SET PROBLEM 1 - Please reproduce the listing word for word, everything from the line containing "ski pole -> box" down to the end of the listing.

DOCUMENT -

....................

# Fountain Pen Question



## ladycop322 (Apr 8, 2019)

I'm trying to determine the fountain pen with the thickest walls so I can place 3d objects before resin.  Have a real interesting project underway and client wants a fountain pen.  Anyone?

Thanks in advance!


----------



## jcm71 (Apr 8, 2019)

Presimos are pretty thick.  Single barrel with an etched chrome cap.


----------



## Dehn0045 (Apr 8, 2019)

The Panache is by far the FP with the most "meat" that I am aware of.  Average material thicknesses are 0.160 and 0.303 for the body and cap, respectively.  Most others are in the neighborhood of 0.100 to 0.150.  As already suggested, Presimos are on the thick side at 0.163.  The mirage is another option at 0.139/0.196, but I only see it available in a RB.

You'll probably be able to get a lot more depth based on the shape that you use.  I personally don't like it when a metal cap FP has a bulge in the body, but I don't mind if there is a bulge in the body AND the cap.  The length of the tubes will also be a factor.  I'd suggest comparing to some of the watch part and steampunk pens and see what they are using...


----------



## pshrynk (Apr 10, 2019)

Where can I find a Panache Fountain Pen?  I have the roller ball and love it.  I can't find any kits that have the FP mechanism, though.


----------



## Dehn0045 (Apr 10, 2019)

pshrynk said:


> Where can I find a Panache Fountain Pen?  I have the roller ball and love it.  I can't find any kits that have the FP mechanism, though.



I was thinking exoticblanks, but was fooled by the picture.  When I went to grab you the link, I noticed my error.  It looks like you can do a "frankenpen" pretty easy, here is a thread I found: http://www.penturners.org/forum/f13/panache-fountain-pen-blue-dyed-red-palm-140148/


----------



## ed4copies (Apr 10, 2019)

pshrynk said:


> Where can I find a Panache Fountain Pen?  I have the roller ball and love it.  I can't find any kits that have the FP mechanism, though.






Good question!!!  So, I wanted a good answer: Yes, the Dayacom front sections will thread into the penache properly.  We are adding more plating choices, but you can look through the available choices for the "Junior series: Jr. Aaron, Anthony, George, etc"  The front section threading is consistent throughout, including both #5 and #6 size nib offerings.


----------



## pshrynk (Apr 12, 2019)

ed4copies said:


> pshrynk said:
> 
> 
> > Where can I find a Panache Fountain Pen?  I have the roller ball and love it.  I can't find any kits that have the FP mechanism, though.
> ...



Thanks!  Put my order in just now.


----------

....................

SUPPLIED ENTRIES -
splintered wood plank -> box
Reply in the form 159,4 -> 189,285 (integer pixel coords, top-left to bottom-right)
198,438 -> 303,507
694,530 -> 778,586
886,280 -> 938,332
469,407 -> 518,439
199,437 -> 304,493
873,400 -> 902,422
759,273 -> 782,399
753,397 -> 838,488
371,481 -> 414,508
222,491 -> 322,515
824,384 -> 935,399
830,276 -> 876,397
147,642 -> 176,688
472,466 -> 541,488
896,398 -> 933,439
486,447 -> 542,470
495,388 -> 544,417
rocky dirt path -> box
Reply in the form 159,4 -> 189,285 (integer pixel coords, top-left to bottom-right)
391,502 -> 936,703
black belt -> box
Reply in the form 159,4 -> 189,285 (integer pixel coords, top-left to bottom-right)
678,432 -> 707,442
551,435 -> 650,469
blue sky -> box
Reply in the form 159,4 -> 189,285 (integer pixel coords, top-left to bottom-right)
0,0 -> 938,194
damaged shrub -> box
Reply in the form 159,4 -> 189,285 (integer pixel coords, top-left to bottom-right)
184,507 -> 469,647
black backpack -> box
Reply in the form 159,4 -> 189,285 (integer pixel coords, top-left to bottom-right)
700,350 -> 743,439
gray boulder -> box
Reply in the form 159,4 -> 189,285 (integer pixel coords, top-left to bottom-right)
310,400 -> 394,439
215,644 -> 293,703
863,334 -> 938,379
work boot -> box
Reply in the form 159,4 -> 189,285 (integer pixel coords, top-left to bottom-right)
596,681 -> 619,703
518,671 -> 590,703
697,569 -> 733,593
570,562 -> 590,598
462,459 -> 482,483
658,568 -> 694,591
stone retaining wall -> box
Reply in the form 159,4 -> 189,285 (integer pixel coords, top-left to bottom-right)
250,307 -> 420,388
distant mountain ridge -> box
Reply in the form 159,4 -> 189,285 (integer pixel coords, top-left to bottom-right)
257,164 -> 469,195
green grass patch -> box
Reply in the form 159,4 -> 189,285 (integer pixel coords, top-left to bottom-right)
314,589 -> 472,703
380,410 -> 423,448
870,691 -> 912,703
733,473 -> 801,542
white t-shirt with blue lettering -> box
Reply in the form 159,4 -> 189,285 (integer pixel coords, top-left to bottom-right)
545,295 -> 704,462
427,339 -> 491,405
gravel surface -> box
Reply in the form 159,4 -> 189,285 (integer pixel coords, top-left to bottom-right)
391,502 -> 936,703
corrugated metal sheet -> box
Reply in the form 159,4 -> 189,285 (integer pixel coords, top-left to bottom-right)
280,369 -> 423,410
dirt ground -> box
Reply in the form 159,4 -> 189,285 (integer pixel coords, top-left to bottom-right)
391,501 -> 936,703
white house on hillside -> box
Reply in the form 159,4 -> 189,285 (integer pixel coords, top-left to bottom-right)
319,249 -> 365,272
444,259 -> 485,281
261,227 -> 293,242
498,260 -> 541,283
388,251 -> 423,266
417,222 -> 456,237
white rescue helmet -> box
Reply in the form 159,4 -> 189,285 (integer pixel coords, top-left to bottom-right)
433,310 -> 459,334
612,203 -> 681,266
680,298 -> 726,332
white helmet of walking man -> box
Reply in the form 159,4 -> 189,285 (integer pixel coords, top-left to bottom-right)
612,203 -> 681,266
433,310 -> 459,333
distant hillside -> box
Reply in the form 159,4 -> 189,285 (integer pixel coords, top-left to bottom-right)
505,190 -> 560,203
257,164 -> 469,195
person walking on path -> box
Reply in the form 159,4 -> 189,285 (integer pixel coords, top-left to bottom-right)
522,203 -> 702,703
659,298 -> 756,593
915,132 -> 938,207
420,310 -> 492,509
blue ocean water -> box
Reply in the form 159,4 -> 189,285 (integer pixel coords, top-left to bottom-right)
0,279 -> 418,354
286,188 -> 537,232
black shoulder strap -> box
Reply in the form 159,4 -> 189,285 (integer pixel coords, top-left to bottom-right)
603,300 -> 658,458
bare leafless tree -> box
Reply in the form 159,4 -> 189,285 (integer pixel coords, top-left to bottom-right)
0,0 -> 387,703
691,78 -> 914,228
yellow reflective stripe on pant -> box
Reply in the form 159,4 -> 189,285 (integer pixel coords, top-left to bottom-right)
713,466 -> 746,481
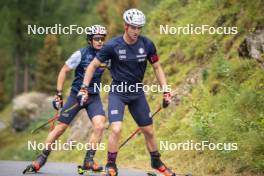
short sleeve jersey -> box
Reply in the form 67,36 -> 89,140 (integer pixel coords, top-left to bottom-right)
65,46 -> 104,94
96,36 -> 159,83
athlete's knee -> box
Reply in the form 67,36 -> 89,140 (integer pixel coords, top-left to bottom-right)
141,125 -> 154,138
93,123 -> 104,133
54,123 -> 68,135
111,122 -> 122,135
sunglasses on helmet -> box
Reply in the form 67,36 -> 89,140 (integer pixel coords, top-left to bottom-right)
93,37 -> 105,42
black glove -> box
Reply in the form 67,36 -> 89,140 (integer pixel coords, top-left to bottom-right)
77,84 -> 88,106
162,92 -> 171,108
52,90 -> 63,110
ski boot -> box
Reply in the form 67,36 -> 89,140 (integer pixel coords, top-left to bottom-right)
104,163 -> 118,176
78,161 -> 103,175
23,151 -> 49,174
151,160 -> 176,176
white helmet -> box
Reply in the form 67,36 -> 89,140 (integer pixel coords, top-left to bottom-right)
87,24 -> 107,40
123,9 -> 146,27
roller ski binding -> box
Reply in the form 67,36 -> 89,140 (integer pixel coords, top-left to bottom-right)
23,152 -> 49,174
103,163 -> 118,176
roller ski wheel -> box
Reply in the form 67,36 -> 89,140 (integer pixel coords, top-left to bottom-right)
147,171 -> 193,176
23,163 -> 40,174
102,163 -> 118,176
77,166 -> 104,175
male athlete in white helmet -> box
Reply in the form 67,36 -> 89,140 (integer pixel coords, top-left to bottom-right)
79,9 -> 176,176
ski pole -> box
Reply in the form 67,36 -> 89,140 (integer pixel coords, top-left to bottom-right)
119,105 -> 162,149
31,103 -> 78,134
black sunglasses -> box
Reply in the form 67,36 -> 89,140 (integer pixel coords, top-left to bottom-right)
93,37 -> 105,42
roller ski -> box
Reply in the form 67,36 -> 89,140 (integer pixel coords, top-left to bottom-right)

....................

SET PROBLEM 2 - Quote the fountain pen thread verbatim, everything from "## jcm71 (Apr" down to "available in a RB.".

COMPLETE OUTPUT 1 -
ski pole -> box
Reply in the form 67,36 -> 89,140 (integer pixel coords, top-left to bottom-right)
119,105 -> 162,149
31,103 -> 78,134
black sunglasses -> box
Reply in the form 67,36 -> 89,140 (integer pixel coords, top-left to bottom-right)
93,37 -> 105,42
roller ski -> box
Reply in the form 67,36 -> 89,140 (integer pixel coords, top-left to bottom-right)

COMPLETE OUTPUT 2 -
## jcm71 (Apr 8, 2019)

Presimos are pretty thick.  Single barrel with an etched chrome cap.


----------



## Dehn0045 (Apr 8, 2019)

The Panache is by far the FP with the most "meat" that I am aware of.  Average material thicknesses are 0.160 and 0.303 for the body and cap, respectively.  Most others are in the neighborhood of 0.100 to 0.150.  As already suggested, Presimos are on the thick side at 0.163.  The mirage is another option at 0.139/0.196, but I only see it available in a RB.